*Exercise aim*. Begin at the line that contains "Mark the weathered" and go through the end of the data, rendering each line as an item in a numbered list. Leave out any blank lines.

*Provided records*.
####
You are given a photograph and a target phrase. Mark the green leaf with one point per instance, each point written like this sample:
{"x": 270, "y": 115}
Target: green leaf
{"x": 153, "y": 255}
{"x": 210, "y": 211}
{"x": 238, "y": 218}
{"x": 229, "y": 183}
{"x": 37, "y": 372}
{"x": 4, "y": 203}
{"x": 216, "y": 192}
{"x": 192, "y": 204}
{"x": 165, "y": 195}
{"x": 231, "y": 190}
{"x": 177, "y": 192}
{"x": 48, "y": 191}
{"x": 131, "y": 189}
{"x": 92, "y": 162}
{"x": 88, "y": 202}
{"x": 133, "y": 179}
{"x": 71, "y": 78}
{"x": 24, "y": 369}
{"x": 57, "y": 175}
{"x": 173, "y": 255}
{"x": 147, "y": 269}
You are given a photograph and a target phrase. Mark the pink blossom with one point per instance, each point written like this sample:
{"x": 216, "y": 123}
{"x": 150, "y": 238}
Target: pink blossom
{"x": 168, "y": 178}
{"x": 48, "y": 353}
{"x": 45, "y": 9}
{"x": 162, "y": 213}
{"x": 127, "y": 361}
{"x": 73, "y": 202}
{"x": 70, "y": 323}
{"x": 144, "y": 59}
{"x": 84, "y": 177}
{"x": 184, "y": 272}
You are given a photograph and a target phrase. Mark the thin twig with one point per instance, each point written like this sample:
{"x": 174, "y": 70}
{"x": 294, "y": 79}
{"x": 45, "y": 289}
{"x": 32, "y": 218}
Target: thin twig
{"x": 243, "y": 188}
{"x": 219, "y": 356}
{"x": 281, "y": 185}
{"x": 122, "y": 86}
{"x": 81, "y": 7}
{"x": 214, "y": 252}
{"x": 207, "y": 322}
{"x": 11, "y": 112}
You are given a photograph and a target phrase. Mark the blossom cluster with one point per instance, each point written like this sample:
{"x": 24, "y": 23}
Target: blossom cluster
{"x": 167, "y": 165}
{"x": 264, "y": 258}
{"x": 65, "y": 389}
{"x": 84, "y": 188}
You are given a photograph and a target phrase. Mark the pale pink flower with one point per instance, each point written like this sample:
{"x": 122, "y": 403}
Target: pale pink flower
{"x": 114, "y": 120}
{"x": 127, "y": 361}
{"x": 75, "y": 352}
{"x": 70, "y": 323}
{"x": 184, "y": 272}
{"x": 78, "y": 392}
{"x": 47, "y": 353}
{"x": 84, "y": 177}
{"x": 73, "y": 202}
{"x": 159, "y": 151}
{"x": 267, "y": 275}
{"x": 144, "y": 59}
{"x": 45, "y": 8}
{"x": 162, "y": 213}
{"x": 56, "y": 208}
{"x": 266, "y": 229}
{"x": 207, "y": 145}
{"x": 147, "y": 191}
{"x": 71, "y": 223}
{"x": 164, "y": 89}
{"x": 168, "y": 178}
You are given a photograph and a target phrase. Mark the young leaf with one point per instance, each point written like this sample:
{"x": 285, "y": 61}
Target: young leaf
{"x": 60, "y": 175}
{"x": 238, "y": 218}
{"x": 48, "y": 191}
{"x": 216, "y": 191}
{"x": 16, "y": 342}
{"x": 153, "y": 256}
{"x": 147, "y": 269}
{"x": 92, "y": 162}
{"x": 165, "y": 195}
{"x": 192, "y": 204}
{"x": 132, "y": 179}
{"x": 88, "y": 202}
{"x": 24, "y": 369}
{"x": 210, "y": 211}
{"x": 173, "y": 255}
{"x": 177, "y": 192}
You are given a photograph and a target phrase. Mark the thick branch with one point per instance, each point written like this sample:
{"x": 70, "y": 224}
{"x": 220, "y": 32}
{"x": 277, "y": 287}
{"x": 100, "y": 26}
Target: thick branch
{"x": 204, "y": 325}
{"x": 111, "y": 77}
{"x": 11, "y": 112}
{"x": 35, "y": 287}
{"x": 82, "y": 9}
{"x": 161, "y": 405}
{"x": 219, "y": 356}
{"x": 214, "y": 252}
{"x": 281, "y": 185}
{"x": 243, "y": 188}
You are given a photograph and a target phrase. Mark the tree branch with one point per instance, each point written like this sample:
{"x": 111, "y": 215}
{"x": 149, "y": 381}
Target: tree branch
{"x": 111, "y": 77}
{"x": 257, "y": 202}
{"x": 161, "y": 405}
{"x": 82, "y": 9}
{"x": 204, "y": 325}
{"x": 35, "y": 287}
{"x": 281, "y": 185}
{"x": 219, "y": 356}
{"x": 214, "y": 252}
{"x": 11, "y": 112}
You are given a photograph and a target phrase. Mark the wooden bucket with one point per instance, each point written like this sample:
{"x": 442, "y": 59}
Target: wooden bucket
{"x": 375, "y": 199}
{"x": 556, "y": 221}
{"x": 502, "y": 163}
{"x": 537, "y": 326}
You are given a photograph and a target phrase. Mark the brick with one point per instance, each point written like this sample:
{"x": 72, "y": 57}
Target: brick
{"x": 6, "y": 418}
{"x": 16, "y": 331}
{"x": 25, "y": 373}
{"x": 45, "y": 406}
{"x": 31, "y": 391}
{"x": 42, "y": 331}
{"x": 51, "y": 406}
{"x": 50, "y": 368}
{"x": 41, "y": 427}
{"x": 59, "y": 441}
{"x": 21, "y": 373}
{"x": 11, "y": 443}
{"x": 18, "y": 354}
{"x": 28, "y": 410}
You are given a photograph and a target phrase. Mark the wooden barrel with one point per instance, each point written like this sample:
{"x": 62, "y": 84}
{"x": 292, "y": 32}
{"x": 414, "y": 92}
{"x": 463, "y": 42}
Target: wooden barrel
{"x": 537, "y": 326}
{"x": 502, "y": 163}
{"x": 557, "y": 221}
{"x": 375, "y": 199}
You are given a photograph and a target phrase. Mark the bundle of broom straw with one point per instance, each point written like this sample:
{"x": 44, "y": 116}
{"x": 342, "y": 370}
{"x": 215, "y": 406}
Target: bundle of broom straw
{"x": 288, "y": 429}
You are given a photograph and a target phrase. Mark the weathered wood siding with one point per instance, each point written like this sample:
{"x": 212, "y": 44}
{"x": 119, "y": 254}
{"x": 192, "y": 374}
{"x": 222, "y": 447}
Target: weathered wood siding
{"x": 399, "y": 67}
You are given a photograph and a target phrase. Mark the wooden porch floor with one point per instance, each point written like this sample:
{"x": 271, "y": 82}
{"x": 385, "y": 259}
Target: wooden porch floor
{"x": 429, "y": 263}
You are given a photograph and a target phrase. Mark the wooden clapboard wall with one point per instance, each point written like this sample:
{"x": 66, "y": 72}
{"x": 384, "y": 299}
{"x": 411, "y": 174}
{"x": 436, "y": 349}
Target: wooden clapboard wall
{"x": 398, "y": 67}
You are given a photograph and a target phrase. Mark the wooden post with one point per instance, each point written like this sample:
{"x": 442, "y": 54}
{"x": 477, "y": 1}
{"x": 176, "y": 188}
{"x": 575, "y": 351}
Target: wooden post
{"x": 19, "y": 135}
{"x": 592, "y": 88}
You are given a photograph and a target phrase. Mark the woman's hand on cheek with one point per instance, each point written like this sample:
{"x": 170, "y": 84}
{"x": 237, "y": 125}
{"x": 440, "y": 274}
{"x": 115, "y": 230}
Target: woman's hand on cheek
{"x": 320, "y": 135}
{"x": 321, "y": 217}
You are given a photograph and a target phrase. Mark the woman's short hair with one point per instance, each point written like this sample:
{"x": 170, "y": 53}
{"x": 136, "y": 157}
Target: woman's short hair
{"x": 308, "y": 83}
####
*Full response*.
1. You are given a photograph and a target phrase. Mark the weathered wood siding with one point per instance, each point written like this sample:
2. {"x": 212, "y": 44}
3. {"x": 119, "y": 254}
4. {"x": 192, "y": 374}
5. {"x": 222, "y": 447}
6. Target: weathered wood siding
7. {"x": 399, "y": 67}
8. You are given a photograph and a target phrase. Mark the wooden porch floor with one point per instance, each point written like this sample:
9. {"x": 271, "y": 82}
10. {"x": 385, "y": 259}
11. Target: wooden porch floor
12. {"x": 429, "y": 263}
13. You are given a photograph and a target phrase. Mark the wooden clapboard wall with one point per instance, each point written like this sample:
14. {"x": 66, "y": 72}
15. {"x": 384, "y": 299}
16. {"x": 411, "y": 174}
17. {"x": 436, "y": 349}
18. Target: wooden clapboard wall
19. {"x": 398, "y": 67}
20. You are given a photograph and a target phrase. Mark the wooden post with one point per instance, each point written like this sample:
21. {"x": 442, "y": 54}
22. {"x": 477, "y": 1}
23. {"x": 176, "y": 188}
24. {"x": 575, "y": 351}
25. Target: wooden post
26. {"x": 19, "y": 135}
27. {"x": 592, "y": 88}
28. You are given a photograph and a target phrase. Mark the woman's hand on cheek with one point per instance, each point written like this sample:
29. {"x": 170, "y": 84}
30. {"x": 237, "y": 125}
31. {"x": 440, "y": 274}
32. {"x": 115, "y": 230}
33. Target: woman's hand on cheek
34. {"x": 320, "y": 135}
35. {"x": 321, "y": 217}
36. You are given a photograph and a target phrase. Mark the woman's short hair with one point per instance, each point written like this sample:
37. {"x": 170, "y": 53}
38. {"x": 136, "y": 157}
39. Target: woman's short hair
40. {"x": 308, "y": 83}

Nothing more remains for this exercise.